▸ Exercise brief: Please return each entry in the listing exactly.
*** Block opens ***
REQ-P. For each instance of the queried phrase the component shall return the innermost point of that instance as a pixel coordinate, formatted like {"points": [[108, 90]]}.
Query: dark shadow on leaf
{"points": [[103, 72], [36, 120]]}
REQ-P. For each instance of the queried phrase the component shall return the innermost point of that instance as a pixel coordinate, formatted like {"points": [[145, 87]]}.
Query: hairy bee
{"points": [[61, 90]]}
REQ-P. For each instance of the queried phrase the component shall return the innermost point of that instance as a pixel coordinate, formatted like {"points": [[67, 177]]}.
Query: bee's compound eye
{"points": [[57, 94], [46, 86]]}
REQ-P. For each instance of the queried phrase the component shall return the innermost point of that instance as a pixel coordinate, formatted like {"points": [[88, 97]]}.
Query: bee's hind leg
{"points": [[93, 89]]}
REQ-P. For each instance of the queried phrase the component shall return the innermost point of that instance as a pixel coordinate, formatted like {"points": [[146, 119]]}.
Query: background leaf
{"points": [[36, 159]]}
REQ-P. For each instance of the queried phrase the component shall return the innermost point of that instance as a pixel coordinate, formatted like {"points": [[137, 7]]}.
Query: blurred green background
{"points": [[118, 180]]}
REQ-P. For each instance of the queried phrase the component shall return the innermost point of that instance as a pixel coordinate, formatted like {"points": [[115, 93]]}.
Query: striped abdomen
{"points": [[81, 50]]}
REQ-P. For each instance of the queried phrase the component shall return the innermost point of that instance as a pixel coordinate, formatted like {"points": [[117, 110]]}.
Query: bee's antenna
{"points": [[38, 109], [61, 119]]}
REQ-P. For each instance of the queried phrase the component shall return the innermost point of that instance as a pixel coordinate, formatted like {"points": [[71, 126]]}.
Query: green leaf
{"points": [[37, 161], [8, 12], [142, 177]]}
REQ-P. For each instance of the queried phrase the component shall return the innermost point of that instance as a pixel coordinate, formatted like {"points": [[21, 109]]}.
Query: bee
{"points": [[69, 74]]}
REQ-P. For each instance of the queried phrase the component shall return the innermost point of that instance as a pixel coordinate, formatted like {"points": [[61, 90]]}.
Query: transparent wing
*** Block closes ***
▸ Result below:
REQ-P. For each instance of the queried phrase the component shall return the innermost point of that instance as a pixel coordinate, formatted like {"points": [[108, 90]]}.
Query: dark shadow on leaf
{"points": [[103, 72], [36, 120]]}
REQ-P. For each instance of the queried phrase the component shall return the innermost point of that instance as a pixel coordinate, formatted like {"points": [[145, 87]]}.
Query: hairy bee
{"points": [[61, 90]]}
REQ-P. For each instance of the queried phrase the component shall return the innermost point of that instance as a pixel coordinate, formatted like {"points": [[67, 177]]}.
Query: bee's compound eye
{"points": [[57, 94], [46, 86]]}
REQ-P. For each instance of the queried phrase the component shall return the innermost point of that instance as a pixel coordinate, formatted like {"points": [[88, 97]]}.
Query: bee's hind leg
{"points": [[93, 89]]}
REQ-P. For each instance of the queried phrase the component shall return the innermost point of that instance as a pixel coordinate, formatted like {"points": [[146, 119]]}.
Query: background leaf
{"points": [[36, 159]]}
REQ-P. For each instance of the queried phrase the component shall return the innermost point of that instance as a pixel coordinate, formatted like {"points": [[137, 7]]}.
Query: blurred green background
{"points": [[118, 180]]}
REQ-P. For each instance of the queried phrase the component shall return the innermost point of that instance as a pixel coordinate, formatted like {"points": [[115, 93]]}.
Query: striped abdomen
{"points": [[81, 50]]}
REQ-P. For each instance of the queried phrase the component shall return the innermost point of that instance as a pixel coordinate, formatted like {"points": [[117, 110]]}.
Query: bee's antenna
{"points": [[38, 109], [61, 119]]}
REQ-P. For each instance of the queried phrase the component shall return the innermost point of that instance as a pixel coordinate, formatted like {"points": [[71, 126]]}.
Query: green leaf
{"points": [[37, 161], [8, 12], [142, 177]]}
REQ-P. For each instance of the queried phrase the component shall return the innermost point of that instance as a pixel coordinate, formatted like {"points": [[21, 109]]}.
Query: bee
{"points": [[69, 74]]}
REQ-P. For each instance of the queried phrase the component shall return the innermost point of that instance as a pixel coordinate, formatted like {"points": [[61, 90]]}.
Query: transparent wing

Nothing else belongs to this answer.